● Prompt:
Which of the lines below include the word "bird"? Pull each one out.

● Task input:
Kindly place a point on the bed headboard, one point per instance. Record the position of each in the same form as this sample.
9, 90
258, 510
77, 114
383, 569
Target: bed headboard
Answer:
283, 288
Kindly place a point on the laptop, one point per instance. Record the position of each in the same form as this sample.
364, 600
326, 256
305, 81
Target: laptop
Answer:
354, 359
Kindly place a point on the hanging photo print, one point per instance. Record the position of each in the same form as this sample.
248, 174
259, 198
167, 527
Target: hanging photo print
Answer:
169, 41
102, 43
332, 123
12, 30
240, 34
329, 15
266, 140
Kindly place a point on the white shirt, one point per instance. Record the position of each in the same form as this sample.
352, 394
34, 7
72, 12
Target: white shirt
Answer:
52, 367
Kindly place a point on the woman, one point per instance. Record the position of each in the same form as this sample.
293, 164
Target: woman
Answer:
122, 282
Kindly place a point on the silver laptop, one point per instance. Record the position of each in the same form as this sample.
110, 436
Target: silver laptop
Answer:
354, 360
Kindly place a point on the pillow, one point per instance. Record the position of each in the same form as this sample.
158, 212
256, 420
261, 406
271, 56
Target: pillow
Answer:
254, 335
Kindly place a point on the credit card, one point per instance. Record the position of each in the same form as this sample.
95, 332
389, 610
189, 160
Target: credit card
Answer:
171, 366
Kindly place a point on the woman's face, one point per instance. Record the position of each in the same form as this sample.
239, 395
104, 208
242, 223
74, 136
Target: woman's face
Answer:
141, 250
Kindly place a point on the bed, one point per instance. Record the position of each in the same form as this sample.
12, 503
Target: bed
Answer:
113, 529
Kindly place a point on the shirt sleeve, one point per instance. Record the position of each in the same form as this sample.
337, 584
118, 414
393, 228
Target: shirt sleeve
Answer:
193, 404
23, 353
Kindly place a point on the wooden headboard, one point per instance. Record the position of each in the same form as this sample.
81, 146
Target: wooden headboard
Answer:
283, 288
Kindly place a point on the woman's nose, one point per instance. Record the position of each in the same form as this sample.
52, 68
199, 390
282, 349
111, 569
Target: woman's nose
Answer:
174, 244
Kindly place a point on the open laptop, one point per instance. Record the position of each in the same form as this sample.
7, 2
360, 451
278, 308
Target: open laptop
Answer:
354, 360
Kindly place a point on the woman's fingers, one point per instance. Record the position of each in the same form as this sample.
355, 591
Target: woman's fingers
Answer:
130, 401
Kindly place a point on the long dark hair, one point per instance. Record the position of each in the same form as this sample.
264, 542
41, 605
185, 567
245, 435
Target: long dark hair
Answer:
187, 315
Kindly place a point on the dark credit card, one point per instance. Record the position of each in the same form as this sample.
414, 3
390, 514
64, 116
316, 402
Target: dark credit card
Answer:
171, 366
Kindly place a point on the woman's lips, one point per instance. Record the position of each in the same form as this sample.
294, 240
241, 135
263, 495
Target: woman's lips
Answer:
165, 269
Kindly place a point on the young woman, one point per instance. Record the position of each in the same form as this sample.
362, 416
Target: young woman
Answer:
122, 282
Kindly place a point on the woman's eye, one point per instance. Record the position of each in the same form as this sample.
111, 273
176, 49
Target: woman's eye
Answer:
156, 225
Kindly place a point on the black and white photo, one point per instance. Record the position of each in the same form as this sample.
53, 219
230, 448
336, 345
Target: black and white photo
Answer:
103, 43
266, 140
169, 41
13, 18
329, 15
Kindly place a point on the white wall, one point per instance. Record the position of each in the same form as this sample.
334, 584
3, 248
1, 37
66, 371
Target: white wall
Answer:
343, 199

* * *

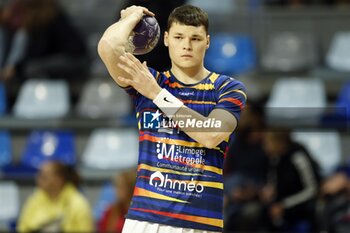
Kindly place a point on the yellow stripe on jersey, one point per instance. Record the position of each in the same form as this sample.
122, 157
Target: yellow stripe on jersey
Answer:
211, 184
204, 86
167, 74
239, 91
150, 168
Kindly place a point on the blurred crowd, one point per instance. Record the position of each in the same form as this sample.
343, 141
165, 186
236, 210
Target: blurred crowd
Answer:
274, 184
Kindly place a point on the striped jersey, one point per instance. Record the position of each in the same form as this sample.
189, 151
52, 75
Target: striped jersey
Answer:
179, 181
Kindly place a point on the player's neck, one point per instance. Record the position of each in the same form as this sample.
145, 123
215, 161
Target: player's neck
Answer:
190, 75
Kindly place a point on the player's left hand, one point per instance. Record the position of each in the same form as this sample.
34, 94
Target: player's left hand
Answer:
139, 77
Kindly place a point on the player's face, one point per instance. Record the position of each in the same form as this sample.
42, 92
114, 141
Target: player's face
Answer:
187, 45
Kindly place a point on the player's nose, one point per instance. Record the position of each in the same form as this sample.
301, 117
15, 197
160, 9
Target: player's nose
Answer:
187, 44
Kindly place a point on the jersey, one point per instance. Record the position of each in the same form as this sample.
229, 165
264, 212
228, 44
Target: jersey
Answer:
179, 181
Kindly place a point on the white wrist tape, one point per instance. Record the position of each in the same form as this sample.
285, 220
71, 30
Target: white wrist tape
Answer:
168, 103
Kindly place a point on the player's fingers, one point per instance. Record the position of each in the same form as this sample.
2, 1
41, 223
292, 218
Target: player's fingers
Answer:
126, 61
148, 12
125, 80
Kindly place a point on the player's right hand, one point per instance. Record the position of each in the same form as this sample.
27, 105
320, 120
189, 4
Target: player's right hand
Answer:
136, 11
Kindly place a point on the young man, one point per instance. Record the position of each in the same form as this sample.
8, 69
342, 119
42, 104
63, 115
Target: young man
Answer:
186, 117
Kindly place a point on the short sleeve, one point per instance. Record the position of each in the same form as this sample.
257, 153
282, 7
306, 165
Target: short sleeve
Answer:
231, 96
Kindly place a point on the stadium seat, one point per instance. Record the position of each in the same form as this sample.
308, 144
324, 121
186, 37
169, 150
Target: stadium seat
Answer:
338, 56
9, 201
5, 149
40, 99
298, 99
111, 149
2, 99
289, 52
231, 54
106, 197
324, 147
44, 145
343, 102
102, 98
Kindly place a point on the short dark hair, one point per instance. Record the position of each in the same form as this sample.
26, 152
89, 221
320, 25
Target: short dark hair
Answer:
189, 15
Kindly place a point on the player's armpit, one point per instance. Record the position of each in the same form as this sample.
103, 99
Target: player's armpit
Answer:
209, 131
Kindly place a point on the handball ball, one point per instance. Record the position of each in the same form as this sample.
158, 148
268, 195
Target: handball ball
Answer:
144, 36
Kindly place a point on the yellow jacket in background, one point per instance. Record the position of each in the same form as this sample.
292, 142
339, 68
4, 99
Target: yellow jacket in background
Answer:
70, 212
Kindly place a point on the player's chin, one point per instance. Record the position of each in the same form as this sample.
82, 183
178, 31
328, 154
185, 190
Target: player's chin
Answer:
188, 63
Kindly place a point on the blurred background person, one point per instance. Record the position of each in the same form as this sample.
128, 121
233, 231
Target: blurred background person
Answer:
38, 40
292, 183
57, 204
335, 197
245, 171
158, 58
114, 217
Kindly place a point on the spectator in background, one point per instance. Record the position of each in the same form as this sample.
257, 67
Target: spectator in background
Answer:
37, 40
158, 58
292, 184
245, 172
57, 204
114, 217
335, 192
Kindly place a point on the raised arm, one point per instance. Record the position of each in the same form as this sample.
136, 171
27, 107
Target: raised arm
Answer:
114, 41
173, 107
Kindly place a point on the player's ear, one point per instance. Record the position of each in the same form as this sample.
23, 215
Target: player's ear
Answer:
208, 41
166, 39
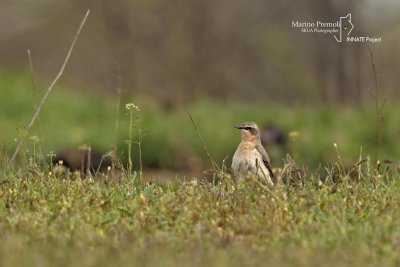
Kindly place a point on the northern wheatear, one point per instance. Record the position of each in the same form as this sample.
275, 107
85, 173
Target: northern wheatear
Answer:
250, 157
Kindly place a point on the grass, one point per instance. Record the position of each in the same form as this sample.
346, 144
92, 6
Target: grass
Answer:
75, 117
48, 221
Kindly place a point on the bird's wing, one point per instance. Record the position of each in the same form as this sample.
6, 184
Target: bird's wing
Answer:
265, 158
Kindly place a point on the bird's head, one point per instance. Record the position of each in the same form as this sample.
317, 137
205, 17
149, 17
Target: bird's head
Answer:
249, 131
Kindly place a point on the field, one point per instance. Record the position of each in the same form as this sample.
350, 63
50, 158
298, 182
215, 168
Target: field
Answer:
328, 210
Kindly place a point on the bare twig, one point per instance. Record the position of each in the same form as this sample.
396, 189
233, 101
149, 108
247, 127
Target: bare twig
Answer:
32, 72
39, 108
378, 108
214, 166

* * *

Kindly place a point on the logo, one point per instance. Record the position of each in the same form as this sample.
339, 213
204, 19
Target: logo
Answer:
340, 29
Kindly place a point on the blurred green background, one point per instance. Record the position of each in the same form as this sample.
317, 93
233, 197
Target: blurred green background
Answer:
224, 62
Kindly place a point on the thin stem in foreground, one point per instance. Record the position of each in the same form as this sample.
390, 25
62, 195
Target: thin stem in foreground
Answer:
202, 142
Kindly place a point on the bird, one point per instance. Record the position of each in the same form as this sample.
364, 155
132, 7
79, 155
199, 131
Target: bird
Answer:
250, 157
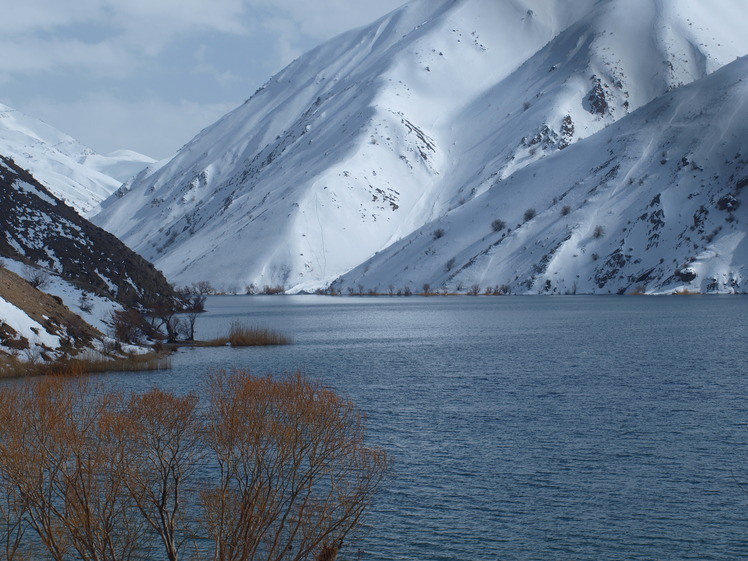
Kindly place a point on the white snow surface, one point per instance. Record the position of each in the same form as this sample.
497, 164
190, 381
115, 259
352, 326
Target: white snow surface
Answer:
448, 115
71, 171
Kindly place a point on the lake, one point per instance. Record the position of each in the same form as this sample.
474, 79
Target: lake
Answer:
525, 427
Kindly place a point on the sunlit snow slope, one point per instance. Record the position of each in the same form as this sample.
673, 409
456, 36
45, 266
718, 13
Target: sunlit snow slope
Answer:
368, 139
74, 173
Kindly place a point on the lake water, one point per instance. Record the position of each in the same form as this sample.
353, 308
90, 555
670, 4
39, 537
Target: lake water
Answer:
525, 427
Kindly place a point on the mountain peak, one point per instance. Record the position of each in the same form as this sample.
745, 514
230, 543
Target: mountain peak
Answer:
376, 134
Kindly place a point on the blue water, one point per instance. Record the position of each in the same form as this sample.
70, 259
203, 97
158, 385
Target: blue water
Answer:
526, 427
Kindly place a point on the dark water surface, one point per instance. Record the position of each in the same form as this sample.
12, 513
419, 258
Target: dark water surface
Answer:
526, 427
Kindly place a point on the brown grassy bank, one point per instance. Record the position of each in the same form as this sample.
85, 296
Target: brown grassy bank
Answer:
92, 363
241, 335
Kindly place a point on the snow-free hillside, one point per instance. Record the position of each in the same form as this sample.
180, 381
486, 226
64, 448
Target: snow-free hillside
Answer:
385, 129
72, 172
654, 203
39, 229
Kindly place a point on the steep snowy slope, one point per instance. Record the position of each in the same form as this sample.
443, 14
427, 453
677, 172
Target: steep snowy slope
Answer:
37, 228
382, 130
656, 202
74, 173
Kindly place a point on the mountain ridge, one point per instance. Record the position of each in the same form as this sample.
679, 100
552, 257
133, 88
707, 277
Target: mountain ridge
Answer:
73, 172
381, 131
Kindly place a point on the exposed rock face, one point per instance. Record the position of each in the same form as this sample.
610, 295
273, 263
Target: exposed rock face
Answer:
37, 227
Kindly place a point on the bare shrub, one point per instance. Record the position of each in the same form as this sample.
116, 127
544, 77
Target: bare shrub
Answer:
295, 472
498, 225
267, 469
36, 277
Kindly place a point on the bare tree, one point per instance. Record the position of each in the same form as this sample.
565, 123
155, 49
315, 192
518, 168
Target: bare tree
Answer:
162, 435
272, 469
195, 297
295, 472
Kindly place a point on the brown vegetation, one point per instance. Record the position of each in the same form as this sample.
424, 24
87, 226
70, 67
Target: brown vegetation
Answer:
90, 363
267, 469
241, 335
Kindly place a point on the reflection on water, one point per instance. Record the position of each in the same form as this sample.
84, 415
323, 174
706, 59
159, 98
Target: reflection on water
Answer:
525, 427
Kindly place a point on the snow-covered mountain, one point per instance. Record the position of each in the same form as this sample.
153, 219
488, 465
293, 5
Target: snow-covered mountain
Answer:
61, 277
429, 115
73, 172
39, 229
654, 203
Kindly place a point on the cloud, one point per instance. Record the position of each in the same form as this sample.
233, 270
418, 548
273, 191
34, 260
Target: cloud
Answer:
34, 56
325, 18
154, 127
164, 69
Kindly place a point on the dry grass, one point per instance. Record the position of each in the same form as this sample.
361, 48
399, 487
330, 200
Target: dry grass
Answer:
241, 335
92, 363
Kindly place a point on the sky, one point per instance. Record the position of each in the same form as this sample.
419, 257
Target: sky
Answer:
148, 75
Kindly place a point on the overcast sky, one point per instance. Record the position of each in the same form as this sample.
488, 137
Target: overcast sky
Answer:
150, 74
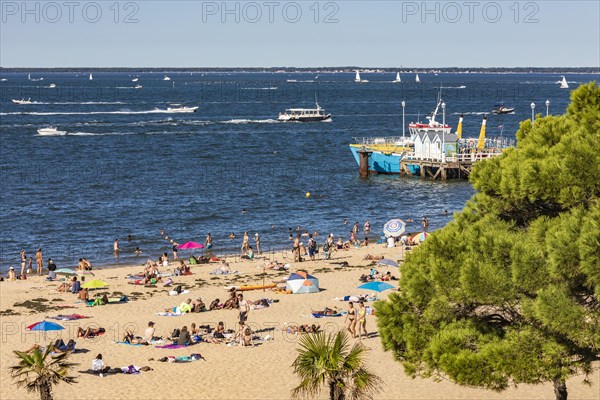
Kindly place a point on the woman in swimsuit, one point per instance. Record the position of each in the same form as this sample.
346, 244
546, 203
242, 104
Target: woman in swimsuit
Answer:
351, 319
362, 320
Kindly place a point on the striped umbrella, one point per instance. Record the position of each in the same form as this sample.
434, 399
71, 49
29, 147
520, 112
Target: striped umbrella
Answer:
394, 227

● Solution to this problem:
Kindly place a point on the bird's wing, one point per instance. Record the position of each in the same form as this sample.
Target: bird's wing
Kindly place a point on the bird's head, one point per instance. Record the position of each in the same form as this sample.
Target: bird's head
Kindly place a point on the bird, one point per instance. Record the position of each in the same form as this sample.
Target: bird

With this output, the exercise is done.